*Aim of the exercise*: Each line of the material must be returned exactly.

┌────────

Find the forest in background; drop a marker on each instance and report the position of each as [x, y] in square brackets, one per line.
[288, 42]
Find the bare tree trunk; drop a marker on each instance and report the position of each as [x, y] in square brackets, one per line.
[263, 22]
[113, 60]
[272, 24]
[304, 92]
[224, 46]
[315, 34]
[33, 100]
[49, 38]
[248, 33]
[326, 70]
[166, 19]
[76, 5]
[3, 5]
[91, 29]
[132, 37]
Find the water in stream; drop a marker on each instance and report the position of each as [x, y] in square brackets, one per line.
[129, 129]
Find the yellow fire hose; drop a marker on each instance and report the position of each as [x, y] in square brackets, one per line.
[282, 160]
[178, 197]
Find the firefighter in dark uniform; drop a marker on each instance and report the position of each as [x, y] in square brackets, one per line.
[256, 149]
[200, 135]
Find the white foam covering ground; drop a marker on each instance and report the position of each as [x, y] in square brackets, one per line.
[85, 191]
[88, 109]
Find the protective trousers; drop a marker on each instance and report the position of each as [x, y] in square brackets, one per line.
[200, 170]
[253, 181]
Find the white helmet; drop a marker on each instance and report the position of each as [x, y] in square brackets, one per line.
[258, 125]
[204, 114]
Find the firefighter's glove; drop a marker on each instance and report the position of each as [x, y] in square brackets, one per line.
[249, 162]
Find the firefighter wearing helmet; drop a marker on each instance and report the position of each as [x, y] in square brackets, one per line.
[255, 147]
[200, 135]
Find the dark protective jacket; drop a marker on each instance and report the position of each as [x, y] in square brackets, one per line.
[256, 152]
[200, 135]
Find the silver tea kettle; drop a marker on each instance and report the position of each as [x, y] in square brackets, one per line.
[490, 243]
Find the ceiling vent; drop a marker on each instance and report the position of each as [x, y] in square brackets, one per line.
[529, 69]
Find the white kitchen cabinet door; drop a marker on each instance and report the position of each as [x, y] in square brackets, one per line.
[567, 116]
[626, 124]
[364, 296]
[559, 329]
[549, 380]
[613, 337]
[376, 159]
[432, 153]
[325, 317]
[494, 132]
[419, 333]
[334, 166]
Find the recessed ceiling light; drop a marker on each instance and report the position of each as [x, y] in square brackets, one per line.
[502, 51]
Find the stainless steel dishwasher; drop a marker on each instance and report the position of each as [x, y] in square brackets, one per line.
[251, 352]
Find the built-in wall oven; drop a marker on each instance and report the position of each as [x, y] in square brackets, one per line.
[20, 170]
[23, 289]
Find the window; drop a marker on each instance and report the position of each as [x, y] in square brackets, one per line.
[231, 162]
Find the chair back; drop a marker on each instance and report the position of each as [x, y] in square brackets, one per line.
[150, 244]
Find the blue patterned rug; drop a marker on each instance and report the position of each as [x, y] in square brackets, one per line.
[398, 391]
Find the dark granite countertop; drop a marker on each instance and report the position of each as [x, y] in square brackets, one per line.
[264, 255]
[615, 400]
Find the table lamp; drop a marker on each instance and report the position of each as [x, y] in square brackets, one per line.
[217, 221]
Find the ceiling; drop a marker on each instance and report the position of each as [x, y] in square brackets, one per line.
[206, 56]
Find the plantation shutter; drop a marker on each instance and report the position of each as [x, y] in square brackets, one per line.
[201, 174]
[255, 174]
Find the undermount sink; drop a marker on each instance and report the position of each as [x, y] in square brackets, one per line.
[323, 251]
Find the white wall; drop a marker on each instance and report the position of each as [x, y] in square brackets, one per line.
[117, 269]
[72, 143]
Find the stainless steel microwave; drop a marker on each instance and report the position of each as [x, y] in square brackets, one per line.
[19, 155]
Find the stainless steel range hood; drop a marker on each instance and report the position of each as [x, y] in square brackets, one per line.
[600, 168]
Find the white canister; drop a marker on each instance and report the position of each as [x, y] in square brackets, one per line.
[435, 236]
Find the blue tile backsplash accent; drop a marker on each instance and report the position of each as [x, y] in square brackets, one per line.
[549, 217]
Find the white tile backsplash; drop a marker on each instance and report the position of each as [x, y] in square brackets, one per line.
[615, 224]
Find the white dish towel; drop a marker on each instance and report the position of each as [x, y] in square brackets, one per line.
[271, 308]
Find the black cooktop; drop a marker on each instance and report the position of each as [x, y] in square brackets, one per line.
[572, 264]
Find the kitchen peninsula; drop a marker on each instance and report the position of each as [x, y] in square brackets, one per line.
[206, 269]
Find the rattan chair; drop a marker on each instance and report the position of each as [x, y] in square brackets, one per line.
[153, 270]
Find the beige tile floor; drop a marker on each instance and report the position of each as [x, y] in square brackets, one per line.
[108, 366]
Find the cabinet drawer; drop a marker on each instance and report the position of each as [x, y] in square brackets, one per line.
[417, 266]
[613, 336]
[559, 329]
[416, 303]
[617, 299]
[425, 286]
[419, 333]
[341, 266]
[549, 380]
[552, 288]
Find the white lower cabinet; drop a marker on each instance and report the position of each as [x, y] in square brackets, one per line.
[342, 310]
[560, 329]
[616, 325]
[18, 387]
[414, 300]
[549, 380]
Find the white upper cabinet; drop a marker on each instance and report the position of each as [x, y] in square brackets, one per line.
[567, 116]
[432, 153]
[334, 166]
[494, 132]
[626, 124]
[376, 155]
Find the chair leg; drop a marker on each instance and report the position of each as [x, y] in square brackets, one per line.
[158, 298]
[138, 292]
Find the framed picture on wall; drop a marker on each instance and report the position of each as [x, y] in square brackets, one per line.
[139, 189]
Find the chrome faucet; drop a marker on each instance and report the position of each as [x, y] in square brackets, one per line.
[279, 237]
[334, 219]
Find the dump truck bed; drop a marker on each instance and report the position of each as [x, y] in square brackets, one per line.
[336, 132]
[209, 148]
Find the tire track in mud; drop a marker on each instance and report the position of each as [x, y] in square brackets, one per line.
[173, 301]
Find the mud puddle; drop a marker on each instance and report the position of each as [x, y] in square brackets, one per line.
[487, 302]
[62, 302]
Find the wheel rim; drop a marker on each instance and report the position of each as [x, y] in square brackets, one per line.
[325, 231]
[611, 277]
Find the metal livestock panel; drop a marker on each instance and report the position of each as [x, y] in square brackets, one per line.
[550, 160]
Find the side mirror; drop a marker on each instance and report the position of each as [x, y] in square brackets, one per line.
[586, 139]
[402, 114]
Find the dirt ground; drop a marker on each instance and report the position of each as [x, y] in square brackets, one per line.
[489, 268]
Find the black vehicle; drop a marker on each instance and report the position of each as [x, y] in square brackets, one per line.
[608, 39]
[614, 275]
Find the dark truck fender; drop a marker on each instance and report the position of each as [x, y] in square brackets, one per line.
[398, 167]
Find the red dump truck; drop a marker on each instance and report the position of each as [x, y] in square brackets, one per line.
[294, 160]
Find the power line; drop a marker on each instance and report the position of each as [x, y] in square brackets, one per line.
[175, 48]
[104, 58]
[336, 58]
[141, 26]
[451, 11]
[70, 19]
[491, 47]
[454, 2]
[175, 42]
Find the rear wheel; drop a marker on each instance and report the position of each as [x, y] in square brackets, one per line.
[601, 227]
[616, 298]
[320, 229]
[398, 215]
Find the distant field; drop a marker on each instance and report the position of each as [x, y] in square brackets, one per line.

└────────

*Finished answer*:
Find the forest in background; drop a marker on each instance and report the position of each as [x, y] in square brackets, one per line.
[288, 42]
Find the bare tree trunk; drop a marker on each instance and report the position of each as [x, y] in square brackets, one per line.
[263, 22]
[113, 60]
[272, 24]
[304, 92]
[224, 46]
[315, 34]
[33, 100]
[49, 38]
[248, 33]
[326, 70]
[166, 19]
[76, 5]
[3, 5]
[91, 29]
[132, 37]
Find the water in stream; drop a marker on each instance and report the position of each as [x, y] in square brackets, one per line.
[129, 129]
Find the yellow fire hose; drop a marker on each instance and report the position of each as [x, y] in square brackets, one per line.
[282, 160]
[178, 197]
Find the firefighter in dark uniform; drop a marker on each instance and report the position of each as [x, y] in square brackets, one per line.
[256, 149]
[200, 135]
Find the white foam covering ground; drop a marker on each instance and report the position of each as [x, y] in square brackets, one per line.
[85, 191]
[88, 109]
Find the protective trousers; drop a marker on each instance and report the position of each as [x, y] in square brackets, one per line.
[200, 170]
[253, 181]
Find the white helmet; drop a marker on each instance and report the position of each as [x, y] in square brackets, one per line.
[258, 125]
[204, 114]
Find the firefighter's glove; drop a marker on each instance and report the position of each as [x, y] in square brackets, one per line.
[249, 162]
Find the firefighter wearing helmet; drop a marker on each instance and report the position of each as [x, y] in square brackets, one per line.
[255, 147]
[200, 135]
Find the dark protective jacket; drop a marker on each instance and report the position of each as [x, y] in square brackets, one per line.
[256, 152]
[200, 135]
Find the silver tea kettle; drop a marker on each instance and report the position of each as [x, y] in square brackets, one per line.
[490, 243]
Find the ceiling vent; drop a marker on each instance and report the position of each as [x, y] in square brackets, one per line.
[529, 69]
Find the white kitchen cabinet door; drop a marker on each instance and report the position of each as [x, y] in square brackets, one per line.
[567, 116]
[626, 124]
[364, 296]
[559, 329]
[549, 380]
[613, 337]
[376, 159]
[432, 153]
[325, 317]
[494, 132]
[419, 333]
[334, 166]
Find the recessed ceiling light; drop a marker on each instance and report the position of each as [x, y] in square brackets, one per line.
[502, 51]
Find the stainless steel dishwasher; drop a marker on each instance and report the position of each as [x, y] in square brackets, one per line.
[251, 352]
Find the built-in wall oven; drop a marker on each instance and report the position of each as [x, y] in square brackets, one per line.
[20, 170]
[23, 289]
Find the window; drop a marker on each instance and report the position of each as [x, y] in square brackets, one per line.
[231, 162]
Find the chair back; drop a marker on each instance and report the position of each as [x, y] in square brackets, one per line.
[150, 244]
Find the blue patterned rug; drop a marker on each instance and report the position of each as [x, y] in square brackets, one per line.
[398, 391]
Find the dark granite countertop; drop a marker on each instance and report the position of each as [x, y] in square brackets, one per line.
[264, 255]
[615, 400]
Find the table lamp; drop a marker on each instance and report the position of each as [x, y] in square brackets, one per line.
[217, 221]
Find the ceiling; drop a marker on each instance and report the position of each as [x, y] in square brackets, one per line.
[206, 56]
Find the plantation shutter; drop a marker on each instance and report the position of each as [x, y] in square brackets, one per line.
[201, 174]
[255, 174]
Find the undermount sink; drop a marker on each instance and report the position of each as [x, y] in square brackets, one per line.
[323, 251]
Find the white wall; drop a marker on each instance and report the position of each as [x, y] in square brackets, one per line.
[117, 269]
[72, 143]
Find the stainless steel microwave; drop a marker on each instance and report the position of each as [x, y] in square brackets, one per line.
[19, 155]
Find the stainless steel range hood; drop a marker on each instance and report the position of each as [x, y] in square brackets, one per line.
[600, 168]
Find the white canister; drop a marker on each instance and report the position of each as [x, y] in square brackets, one per line.
[435, 236]
Find the blue tile backsplash accent; drop a marker on each instance and report the position of each as [x, y] in square brackets, one per line.
[549, 217]
Find the white tile backsplash; drop a marker on each instance and report the position of each as [x, y] in square brackets, one per line.
[615, 224]
Find the white dish towel; drop a marker on each instance and report the position of each as [x, y] in square brackets, one per line.
[271, 308]
Find the black cooktop; drop a marker on each instance and report the position of each as [x, y] in square brackets, one per line.
[572, 264]
Find the kitchen peninsula; drop a marker on each instance and report the position of each as [x, y] in square brackets, one per line.
[206, 269]
Find the rattan chair; drop a marker on each instance and report the position of each as [x, y] in square brackets, one per line.
[153, 270]
Find the beige tile floor; drop a marker on each instance and report the position of each as [x, y] in square brackets, one per line.
[108, 366]
Find the cabinet drawer; drop a marker on each instance and report the position of each as [x, y] in square brackets, one per line.
[417, 266]
[613, 336]
[559, 329]
[416, 303]
[617, 299]
[425, 286]
[419, 333]
[341, 266]
[549, 380]
[552, 288]
Find the white lower cabinet; drop a marker on each instance and report the position of each as [x, y] in square brackets, one per line.
[342, 310]
[560, 329]
[616, 325]
[18, 387]
[414, 300]
[549, 380]
Find the white upper cabinet; drop a marker on each instance and report the position of each as [x, y] in square brackets, one per line.
[567, 116]
[432, 153]
[334, 166]
[494, 132]
[626, 124]
[376, 155]
Find the chair leg; drop a marker on each instance and report the position of each as [x, y] in square brackets, one per line.
[158, 298]
[138, 292]
Find the framed picture on wall; drop a marker on each instance and report the position of each as [x, y] in square brackets, one per line.
[139, 189]
Find the chrome faucet; drop a marker on each instance and report the position of each as [x, y] in square brackets, one per line.
[279, 237]
[334, 219]
Find the dump truck bed; drop a marker on each instance and report the position of each as [x, y] in square brackets, one per line.
[336, 132]
[209, 148]
Find the tire track in mud; drop a marker on each instance and report the position of each as [x, y] in square brackets, one per line.
[173, 301]
Find the mud puddle; drop a marker on each instance and report the position of each as [x, y] in square brackets, one per line.
[487, 302]
[62, 302]
Find the wheel rim; drop a marker on each instance and report the position of each as [x, y] in square brackets, one per line.
[325, 231]
[611, 277]
Find the metal livestock panel; drop a marker on each instance and report the position of each as [x, y] in square brackets, one per line.
[550, 160]
Find the side mirror; drop a marker on each instance and report the position of each as [x, y] in square brackets, one per line.
[586, 139]
[402, 114]
Find the dirt ground; drop a marker on each instance and report the position of each as [x, y] in square brackets, one per line.
[489, 268]
Find the black vehicle; drop a marker on each instance and report the position of each as [x, y] in square brackets, one per line.
[608, 39]
[614, 275]
Find the dark truck fender; drop a marker on each instance and report the position of each as [x, y] in square brackets, one per line.
[398, 167]
Find the red dump truck; drop a marker on each instance and report the position of each as [x, y] in square brackets, one per line.
[294, 160]
Find the power line; drop a marker on each instance and report the position of each as [x, y] in square brackets, one per line.
[175, 48]
[104, 58]
[336, 58]
[141, 26]
[451, 11]
[70, 19]
[491, 47]
[454, 2]
[175, 42]
Find the rear wheel; drop a marker on each instance and report the position of each as [x, y] in square brackets, one per line.
[601, 227]
[616, 298]
[320, 229]
[398, 215]
Find the distant field; drop a marker on each instance and report the position of each as [x, y] in square brackets, one per line.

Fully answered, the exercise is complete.